** 演習課題 A **
以下の読解文によると、修羅の国の戦闘政策では、15歳までに何回の戦いを行うとされていますか。

この時、逆襲を試みた修羅に言い放った「もう葬っている!」の一言は、まさに北斗琉拳式「お前はもう死んでいる」であった。
そこで「愚かな男よ、体得する拳を誤ったな!北斗琉拳なら何も考える事無く、即刻このハンの首を狙いに来るものを!」と語っており、
やはり「自分の命を狙いに来るほどの男なら死なずに済んだものを」という考えだったようだ。*3

世紀末という血と暴力の狂気の時代を、紛れも無く最も愛し満喫したであろう、『北斗』随一のバトルジャンキー。
修羅という男達について「愛を否定する」という思想教育が行われるのは愛を否定するカイオウの命令なのだろうが、
「15歳までに100回の戦いを行い、勝ち残った者にしか生を許さぬ」という戦闘政策はハンの発案か、
あるいはハンの治める領地でしか行われていないシステムなのかも知れない。
ハンが治めている最前線の領域では、
名も無き修羅が(負傷していた上に義足が破損するアクシデントがあったと言え)ファルコに勝利するほどの強者がいたが、
カイオウが治める内陸部の修羅は殆ど拳王軍と大差が無い連中ばかりであり(久しぶりの火炎放射器ザコまでいる)、
逆に、心優しいヒョウの領地では真人間な修羅がおり、住民も恐怖の支配ではなくヒョウに敬服して暮らしていた。
修羅の国全体を見てみると「羅将を除いて、強かったのはハンの領地だけ」だったのである。
ハンだからこそ、いずれ攻めてくるであろうラオウ対策のため修羅を鍛え上げる事ができ、
またラオウ襲来を国中に伝達する大がかりな設備も備えた、最前線の統治に最適任の人物と言えた。

** 課題用資料 **

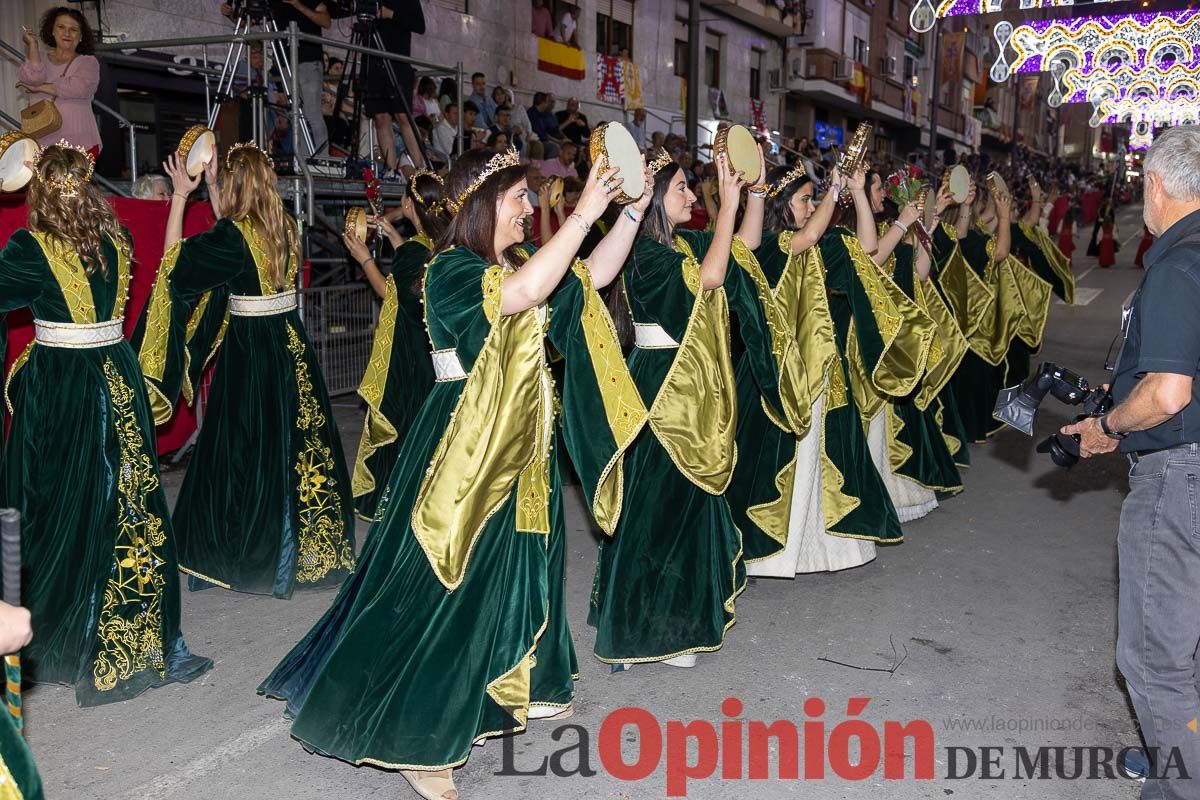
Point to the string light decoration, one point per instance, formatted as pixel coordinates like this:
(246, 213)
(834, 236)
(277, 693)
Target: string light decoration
(1143, 41)
(927, 12)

** 演習課題 B **
上のリスト全体を、「string light decoration」を「holiday lights」に変え、ほかは元のまま書き直してください。画像は解答から除いてください。

** 課題の解答 A **
100回です。

** 課題の解答 B **
Point to the holiday lights, one point per instance, formatted as pixel coordinates like this:
(246, 213)
(834, 236)
(277, 693)
Target: holiday lights
(1143, 41)
(927, 12)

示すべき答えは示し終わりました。